(Saved entries)
------------------------

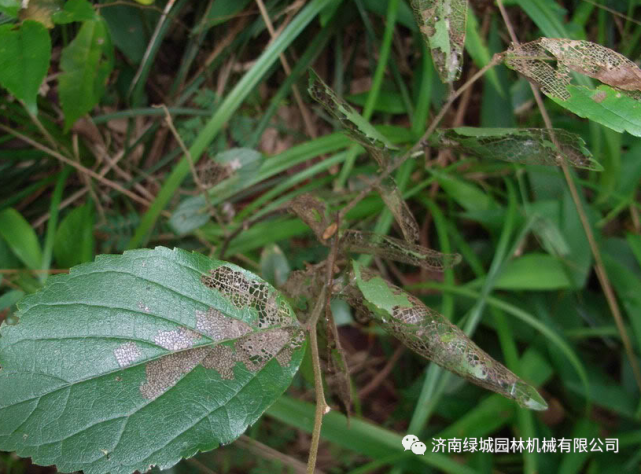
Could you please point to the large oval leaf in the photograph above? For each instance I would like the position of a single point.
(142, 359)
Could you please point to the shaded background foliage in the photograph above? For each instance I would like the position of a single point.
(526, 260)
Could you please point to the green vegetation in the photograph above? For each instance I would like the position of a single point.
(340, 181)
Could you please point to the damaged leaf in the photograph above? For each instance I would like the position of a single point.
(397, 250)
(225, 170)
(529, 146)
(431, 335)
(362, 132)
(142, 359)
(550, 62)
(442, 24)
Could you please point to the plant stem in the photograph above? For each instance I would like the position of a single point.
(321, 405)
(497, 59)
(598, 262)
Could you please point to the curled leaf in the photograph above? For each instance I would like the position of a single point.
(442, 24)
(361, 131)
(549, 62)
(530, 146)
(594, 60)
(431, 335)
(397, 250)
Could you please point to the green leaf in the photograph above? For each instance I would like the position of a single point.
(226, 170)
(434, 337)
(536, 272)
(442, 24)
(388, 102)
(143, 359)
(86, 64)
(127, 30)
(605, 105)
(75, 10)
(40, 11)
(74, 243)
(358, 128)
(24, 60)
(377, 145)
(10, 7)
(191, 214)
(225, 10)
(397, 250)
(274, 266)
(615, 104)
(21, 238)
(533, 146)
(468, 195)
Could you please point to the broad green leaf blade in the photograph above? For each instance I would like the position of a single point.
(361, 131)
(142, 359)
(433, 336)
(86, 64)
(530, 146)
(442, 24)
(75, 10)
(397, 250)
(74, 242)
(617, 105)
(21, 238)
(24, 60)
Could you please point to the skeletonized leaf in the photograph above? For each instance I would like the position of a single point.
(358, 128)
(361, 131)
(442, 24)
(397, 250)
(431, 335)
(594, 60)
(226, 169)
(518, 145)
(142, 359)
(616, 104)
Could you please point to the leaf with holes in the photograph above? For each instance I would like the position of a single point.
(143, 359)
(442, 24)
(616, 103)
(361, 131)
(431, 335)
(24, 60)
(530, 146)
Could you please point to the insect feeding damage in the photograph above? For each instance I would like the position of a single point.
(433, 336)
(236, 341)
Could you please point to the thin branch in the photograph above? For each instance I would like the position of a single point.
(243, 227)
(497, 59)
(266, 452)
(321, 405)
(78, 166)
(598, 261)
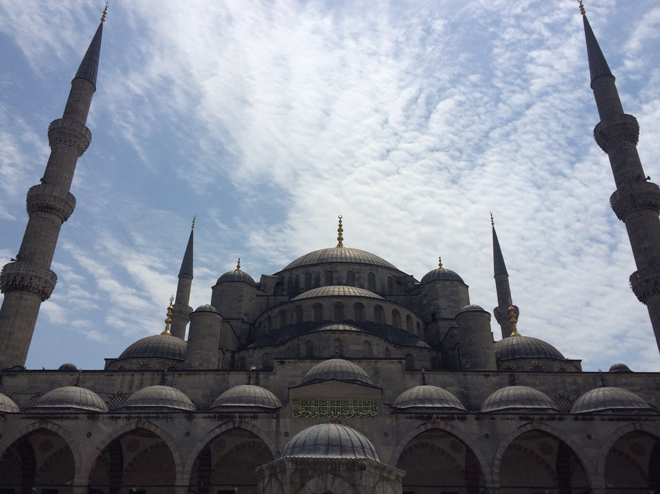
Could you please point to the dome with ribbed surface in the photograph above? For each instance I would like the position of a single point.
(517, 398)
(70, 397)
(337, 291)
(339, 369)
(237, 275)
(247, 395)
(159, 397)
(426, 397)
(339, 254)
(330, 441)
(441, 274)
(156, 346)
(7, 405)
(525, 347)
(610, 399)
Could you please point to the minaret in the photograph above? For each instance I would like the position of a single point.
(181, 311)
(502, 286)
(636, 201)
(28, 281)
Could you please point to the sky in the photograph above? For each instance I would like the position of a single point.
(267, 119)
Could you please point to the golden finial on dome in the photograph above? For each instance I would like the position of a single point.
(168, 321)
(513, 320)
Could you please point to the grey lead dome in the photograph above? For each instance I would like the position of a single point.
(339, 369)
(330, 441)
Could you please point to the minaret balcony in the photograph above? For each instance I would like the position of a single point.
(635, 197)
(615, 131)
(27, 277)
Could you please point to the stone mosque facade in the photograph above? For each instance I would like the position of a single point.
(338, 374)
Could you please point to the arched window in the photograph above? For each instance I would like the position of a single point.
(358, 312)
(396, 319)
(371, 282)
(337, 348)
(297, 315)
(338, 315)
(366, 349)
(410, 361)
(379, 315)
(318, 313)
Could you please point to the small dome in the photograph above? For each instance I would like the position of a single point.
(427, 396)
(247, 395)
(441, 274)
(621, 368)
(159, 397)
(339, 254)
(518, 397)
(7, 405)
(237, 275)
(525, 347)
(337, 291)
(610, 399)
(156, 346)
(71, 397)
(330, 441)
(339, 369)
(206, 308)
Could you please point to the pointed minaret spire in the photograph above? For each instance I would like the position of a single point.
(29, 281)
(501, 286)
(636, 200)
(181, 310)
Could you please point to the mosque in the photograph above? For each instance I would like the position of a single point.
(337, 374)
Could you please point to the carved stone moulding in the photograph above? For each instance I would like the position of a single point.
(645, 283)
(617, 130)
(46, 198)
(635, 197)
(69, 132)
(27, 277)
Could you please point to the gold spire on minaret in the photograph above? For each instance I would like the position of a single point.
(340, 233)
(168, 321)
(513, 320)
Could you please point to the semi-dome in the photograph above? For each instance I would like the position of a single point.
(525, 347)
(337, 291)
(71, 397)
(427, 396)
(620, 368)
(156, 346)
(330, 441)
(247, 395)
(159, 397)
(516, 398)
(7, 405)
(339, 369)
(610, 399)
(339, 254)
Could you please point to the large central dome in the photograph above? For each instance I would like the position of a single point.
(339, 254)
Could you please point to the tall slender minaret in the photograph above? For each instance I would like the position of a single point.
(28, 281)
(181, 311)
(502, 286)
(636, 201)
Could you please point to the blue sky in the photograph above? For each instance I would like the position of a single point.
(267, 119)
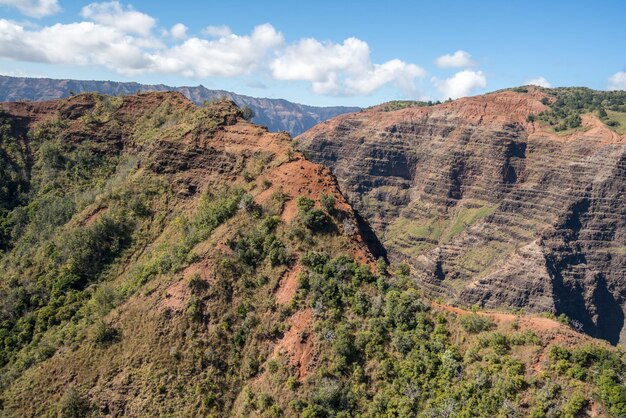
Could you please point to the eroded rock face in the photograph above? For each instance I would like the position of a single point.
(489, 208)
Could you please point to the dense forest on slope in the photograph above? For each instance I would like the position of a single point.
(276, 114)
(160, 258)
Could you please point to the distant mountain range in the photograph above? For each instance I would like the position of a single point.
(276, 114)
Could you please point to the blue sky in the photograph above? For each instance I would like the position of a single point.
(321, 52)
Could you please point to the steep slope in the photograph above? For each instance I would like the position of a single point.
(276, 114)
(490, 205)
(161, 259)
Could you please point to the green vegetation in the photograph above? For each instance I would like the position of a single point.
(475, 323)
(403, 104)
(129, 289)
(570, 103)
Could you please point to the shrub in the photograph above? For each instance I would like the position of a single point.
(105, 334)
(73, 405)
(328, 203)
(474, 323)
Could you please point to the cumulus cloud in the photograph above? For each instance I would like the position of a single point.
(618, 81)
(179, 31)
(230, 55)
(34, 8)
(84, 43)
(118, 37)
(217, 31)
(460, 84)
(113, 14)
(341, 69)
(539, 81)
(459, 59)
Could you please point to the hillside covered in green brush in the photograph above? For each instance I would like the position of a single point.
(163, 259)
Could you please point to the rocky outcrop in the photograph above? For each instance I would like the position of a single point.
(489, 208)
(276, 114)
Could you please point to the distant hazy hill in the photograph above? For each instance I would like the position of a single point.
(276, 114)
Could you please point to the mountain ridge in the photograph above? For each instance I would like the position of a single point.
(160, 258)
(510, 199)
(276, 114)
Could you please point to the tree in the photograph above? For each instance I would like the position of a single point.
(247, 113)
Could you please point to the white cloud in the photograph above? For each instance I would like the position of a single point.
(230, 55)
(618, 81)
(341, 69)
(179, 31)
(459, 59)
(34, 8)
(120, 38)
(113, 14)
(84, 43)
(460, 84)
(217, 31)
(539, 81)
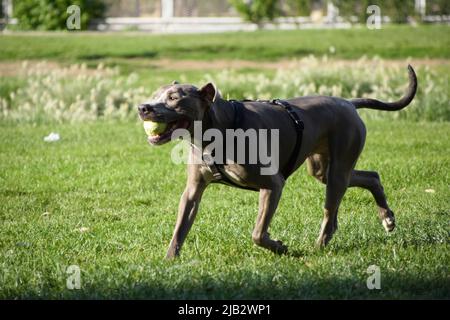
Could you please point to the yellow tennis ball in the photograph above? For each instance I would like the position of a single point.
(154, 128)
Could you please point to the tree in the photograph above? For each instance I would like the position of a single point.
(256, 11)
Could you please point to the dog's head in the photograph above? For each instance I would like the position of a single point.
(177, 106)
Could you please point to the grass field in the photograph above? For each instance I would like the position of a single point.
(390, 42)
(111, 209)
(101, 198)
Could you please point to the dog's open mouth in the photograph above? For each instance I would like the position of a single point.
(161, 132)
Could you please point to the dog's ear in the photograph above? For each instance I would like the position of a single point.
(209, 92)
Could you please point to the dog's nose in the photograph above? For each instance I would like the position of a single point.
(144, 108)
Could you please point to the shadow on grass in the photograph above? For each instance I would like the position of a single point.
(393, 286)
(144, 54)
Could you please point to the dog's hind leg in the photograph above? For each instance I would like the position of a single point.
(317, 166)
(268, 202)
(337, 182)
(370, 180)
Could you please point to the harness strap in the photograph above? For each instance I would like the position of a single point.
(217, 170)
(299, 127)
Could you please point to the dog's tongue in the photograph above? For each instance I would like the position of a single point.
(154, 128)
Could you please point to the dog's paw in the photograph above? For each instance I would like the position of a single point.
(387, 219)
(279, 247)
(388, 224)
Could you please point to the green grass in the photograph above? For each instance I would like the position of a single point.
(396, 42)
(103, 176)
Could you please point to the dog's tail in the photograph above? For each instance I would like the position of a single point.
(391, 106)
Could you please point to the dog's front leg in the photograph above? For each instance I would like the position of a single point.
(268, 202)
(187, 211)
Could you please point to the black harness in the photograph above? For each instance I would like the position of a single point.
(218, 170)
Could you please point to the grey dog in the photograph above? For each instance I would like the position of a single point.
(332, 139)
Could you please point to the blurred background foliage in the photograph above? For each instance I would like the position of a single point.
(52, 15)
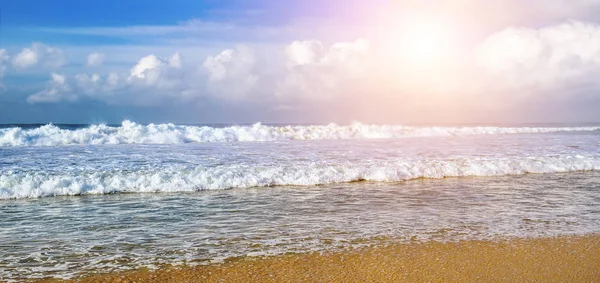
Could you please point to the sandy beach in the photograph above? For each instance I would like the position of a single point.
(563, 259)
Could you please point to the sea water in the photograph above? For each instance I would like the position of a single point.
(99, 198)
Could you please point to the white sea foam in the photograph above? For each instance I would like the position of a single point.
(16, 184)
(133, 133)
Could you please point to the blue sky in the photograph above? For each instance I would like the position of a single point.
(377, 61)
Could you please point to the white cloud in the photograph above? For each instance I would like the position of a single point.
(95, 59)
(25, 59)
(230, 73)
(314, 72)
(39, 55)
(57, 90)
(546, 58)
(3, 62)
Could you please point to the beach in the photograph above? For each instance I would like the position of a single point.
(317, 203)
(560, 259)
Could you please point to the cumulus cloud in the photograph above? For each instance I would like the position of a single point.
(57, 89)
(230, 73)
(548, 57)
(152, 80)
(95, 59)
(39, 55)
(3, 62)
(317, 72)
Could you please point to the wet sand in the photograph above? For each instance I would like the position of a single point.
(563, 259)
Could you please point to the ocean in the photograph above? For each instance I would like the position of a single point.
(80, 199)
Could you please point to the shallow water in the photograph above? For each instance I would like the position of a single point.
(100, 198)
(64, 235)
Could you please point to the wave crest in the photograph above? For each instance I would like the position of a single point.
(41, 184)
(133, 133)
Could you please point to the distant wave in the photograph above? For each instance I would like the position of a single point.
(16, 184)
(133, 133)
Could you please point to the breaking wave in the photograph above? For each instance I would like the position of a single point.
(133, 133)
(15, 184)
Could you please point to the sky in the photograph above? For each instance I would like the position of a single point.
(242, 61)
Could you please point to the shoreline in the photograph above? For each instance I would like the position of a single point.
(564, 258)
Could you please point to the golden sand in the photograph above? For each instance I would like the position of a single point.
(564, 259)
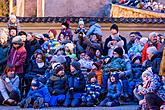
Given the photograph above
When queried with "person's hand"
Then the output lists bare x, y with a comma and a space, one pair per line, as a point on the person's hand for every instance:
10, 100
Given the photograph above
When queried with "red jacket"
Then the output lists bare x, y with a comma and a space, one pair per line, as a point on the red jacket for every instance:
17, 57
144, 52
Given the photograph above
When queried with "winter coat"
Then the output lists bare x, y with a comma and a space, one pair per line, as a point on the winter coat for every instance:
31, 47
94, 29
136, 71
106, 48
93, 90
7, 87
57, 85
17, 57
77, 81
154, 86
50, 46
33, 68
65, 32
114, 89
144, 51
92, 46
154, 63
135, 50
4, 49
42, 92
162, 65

------------------------

■ WORK REQUIRED
Search the data for "queried". Copy every matching line.

■ REPLY
When queried with "person's hand"
When queried with "red jacket"
When queried with "winter coat"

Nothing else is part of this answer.